Data shown below:
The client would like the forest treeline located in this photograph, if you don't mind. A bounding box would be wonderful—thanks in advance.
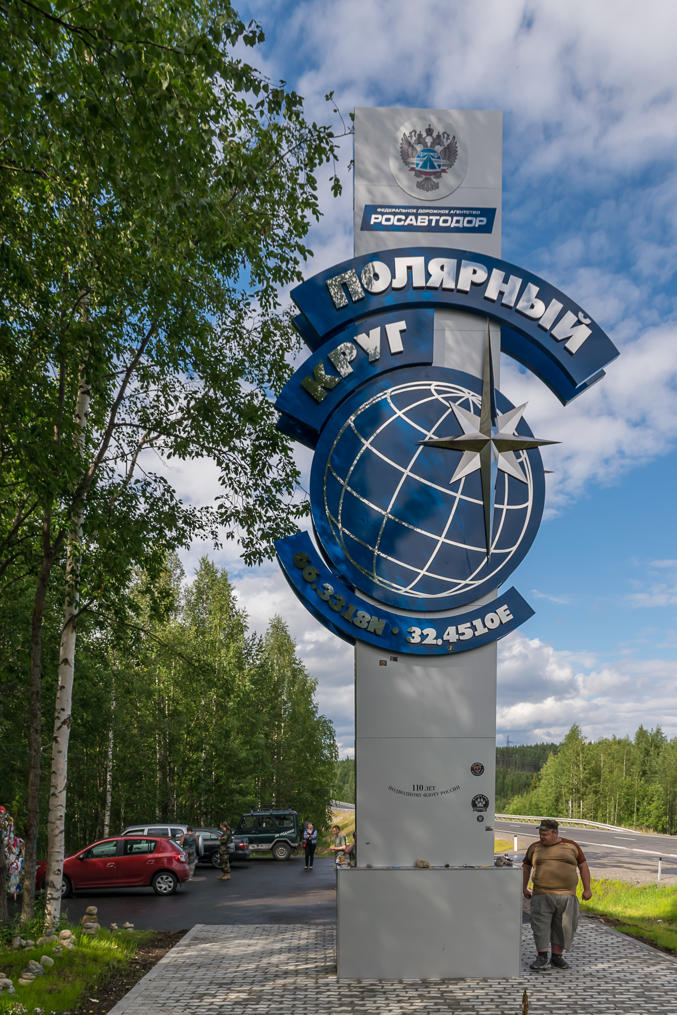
[0,0,346,926]
[2,557,338,854]
[502,725,677,832]
[333,725,677,833]
[495,742,558,807]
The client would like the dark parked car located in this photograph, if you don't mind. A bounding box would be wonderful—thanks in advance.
[193,826,251,866]
[235,809,300,860]
[37,836,189,896]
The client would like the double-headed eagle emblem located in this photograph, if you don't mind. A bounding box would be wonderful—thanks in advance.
[399,123,459,193]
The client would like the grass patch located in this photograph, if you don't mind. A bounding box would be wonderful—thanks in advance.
[580,877,677,954]
[0,926,155,1013]
[494,837,513,853]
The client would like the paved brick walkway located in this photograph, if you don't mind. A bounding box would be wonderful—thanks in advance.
[109,919,677,1015]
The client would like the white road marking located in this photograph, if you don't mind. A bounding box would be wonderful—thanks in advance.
[495,824,677,859]
[575,839,677,859]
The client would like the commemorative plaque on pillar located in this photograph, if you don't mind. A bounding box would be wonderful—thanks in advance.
[275,108,618,979]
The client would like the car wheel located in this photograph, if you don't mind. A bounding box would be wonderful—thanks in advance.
[272,841,291,861]
[151,871,178,895]
[211,852,221,869]
[61,875,73,898]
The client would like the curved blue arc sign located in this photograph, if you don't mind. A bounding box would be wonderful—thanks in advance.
[275,244,617,654]
[276,307,435,449]
[277,532,534,655]
[290,246,619,405]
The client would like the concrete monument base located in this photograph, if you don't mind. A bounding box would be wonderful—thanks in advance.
[336,865,522,980]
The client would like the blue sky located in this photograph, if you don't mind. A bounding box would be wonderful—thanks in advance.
[176,0,677,754]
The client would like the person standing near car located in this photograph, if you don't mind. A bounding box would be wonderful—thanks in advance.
[303,822,317,871]
[179,827,198,879]
[217,820,232,881]
[329,824,347,866]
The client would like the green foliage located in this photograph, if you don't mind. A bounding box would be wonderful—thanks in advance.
[503,725,677,833]
[0,0,343,575]
[0,891,56,949]
[0,0,345,921]
[496,742,558,771]
[246,616,338,828]
[333,758,355,804]
[0,926,155,1013]
[580,878,677,954]
[495,745,558,810]
[2,556,338,853]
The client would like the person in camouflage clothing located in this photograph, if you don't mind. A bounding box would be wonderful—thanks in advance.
[217,820,232,881]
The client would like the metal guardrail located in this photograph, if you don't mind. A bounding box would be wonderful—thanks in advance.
[333,806,637,832]
[332,805,640,834]
[495,813,638,833]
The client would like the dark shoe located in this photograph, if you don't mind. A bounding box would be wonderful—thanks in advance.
[529,954,550,971]
[550,955,569,969]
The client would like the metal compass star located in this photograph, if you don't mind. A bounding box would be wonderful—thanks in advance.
[419,327,558,555]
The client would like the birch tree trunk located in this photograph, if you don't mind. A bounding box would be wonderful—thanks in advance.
[44,371,91,930]
[103,660,116,838]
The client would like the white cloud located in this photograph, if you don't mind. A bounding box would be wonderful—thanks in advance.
[497,632,677,742]
[171,0,677,757]
[627,559,677,607]
[500,317,677,511]
[529,589,573,606]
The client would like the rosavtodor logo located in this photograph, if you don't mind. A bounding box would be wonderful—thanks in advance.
[400,124,458,192]
[391,120,468,200]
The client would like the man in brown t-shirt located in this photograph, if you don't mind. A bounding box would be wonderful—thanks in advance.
[522,818,592,971]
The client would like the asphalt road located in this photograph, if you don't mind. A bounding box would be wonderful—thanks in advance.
[59,856,338,931]
[26,823,676,933]
[495,819,677,883]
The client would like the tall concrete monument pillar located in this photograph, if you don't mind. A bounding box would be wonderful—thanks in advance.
[275,107,618,979]
[353,109,502,883]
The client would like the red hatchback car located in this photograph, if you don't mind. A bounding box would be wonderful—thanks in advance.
[37,836,190,896]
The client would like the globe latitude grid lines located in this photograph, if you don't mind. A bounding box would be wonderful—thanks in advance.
[314,373,542,610]
[326,382,531,595]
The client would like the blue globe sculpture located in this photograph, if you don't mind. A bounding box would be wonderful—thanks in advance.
[310,366,545,612]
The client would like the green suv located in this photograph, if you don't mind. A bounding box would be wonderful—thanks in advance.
[235,808,300,860]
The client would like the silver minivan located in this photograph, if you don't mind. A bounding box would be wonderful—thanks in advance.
[120,823,250,862]
[120,823,203,854]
End of Data shown.
**Description of the task**
What you return should be all of the material above, exactly, and none of its pictures.

**Result**
The client would like the forest treeline located in this photograph, if you don't mind. A bounding box would be wonderful—thanks in advance.
[0,0,346,926]
[2,557,338,854]
[502,725,677,832]
[333,725,677,833]
[495,742,558,807]
The client would like the dark parked car located in this photograph, if you don't mind. A bounding box would be wonderful—thanks in advance.
[193,826,251,866]
[235,809,300,860]
[37,836,189,896]
The client would like the double-headed eagle emblem located in this photograph, if you don't mind. A bounding box would be wonderful—thanks in advance.
[399,123,459,193]
The client would like the grass patch located in this photograph, if you don't mind. A bounding box would be wonderful—thanks in advance.
[580,877,677,954]
[0,926,155,1013]
[494,837,513,853]
The client would like the paved brick walkway located in this photograph, if you don't mind. A bounding box would be wonderful—thanks in advance.
[109,919,677,1015]
The client would like the white road marking located in this photograph, if you don't mind. A bounding box would be wonderful—thanks in advance.
[495,824,677,859]
[575,839,677,859]
The client would like the commemorative plaque on pillar located in this photograph, if you don't mind. A bounding box would be wonderful—thanks in advance.
[275,108,618,979]
The client would like the car wheel located in this photograph, if you don't mind. A bounding box would be wonderful—thanks in advance.
[272,841,291,861]
[151,871,178,895]
[211,852,221,869]
[61,875,73,898]
The client would like the curved blue arc sign located in this photograph, if you don't mind. A bounding box would be wonderful—thanks in advance.
[275,244,617,654]
[276,307,435,449]
[277,532,534,655]
[290,246,619,405]
The client would like the concrete monument base located in this photograph, if you don't mind. A bounding box would be wonderful—thanks in advance.
[336,865,522,980]
The client would like the blue sky located in this photograph, if you don't mind. A bounding box would be wonderful—thanks in advance.
[176,0,677,754]
The client would like the person standing near car located in this photograph, if you don't mind. A bounding box would be wonderful—thanks in advance.
[303,822,317,871]
[179,827,198,879]
[217,820,232,881]
[329,824,347,866]
The client would like the green foliage located in this photograph, if you don't mind. A bounding box would be wonderful—thanks in advance.
[503,725,677,833]
[0,0,343,575]
[0,891,56,949]
[0,0,345,921]
[496,742,558,771]
[246,616,338,828]
[333,758,355,804]
[0,926,155,1013]
[580,878,677,954]
[495,745,558,810]
[2,556,338,853]
The client would like the person in camouflage clothing located in this photograph, if you don't mind. A bounding box would be wonderful—thanks in advance.
[217,820,232,881]
The client would like the metal guardrail located in this photograph, if you don't mind. A bounding box would be wonderful—thanks in advance.
[333,806,637,832]
[332,805,640,834]
[495,813,638,833]
The client would like the dark shoe located in this photograph, if you don't mind. A bounding box would be wonderful—thanks in advance.
[529,954,550,971]
[550,955,569,969]
The client would like the metal compass star located in this photograph, if you don't mind. A bounding box would be wonderful—thanks in advance.
[419,327,558,555]
The client would like the birch tree trunk located in this photograph, if you don't mind. A bounding box would be wonderful—thanks in advance.
[44,371,91,930]
[103,660,116,838]
The client would like the white cloud located in this photograph, if you don't mind. A bounding box would be wonderful—thanks in advance.
[497,632,677,742]
[171,0,677,757]
[627,559,677,607]
[500,317,677,511]
[529,589,573,606]
The client would like the rosavtodor logo located in this photograph, if you don't mind. A bounding box would be wonderful—thanks in advance.
[400,124,458,192]
[391,120,468,200]
The client would like the man in brown t-shirt located in this photograph, if you don't mind. A bounding box would be wonderful—thanks in advance.
[522,818,592,971]
The client would like the asphalt road located in this photograph, if you don't mind. A bounding box would be wonderful—thanks in advance.
[59,856,338,931]
[26,823,676,933]
[495,819,677,883]
The client would like the tall concrete monument pillar located in this photograph, if you don't mind. A bounding box would be wonderful—thanks in advance.
[275,107,618,979]
[353,109,502,883]
The client would like the red hatchback car located in this photograph, if you don't mind. A bounding box would be wonderful—thanks in advance.
[37,836,190,896]
The client would like the globe latitude grid lines located in this photograph, if you don't mind. A bounding box would be wonderful—thanks in advance.
[314,373,542,610]
[326,382,531,595]
The client would like the blue globe sculpture located in this photograph, if you don't mind. A bounding box would be wonderful—thanks in advance.
[310,366,545,612]
The client would like the green suv located in this photograph, if you don't mind. A bounding box would be wonderful—thanks in advance.
[235,808,300,860]
The client would like the silver minivan located in this photograph, if you don't mind. A bounding box would be wonderful—thanks in advance.
[120,823,250,862]
[120,823,203,854]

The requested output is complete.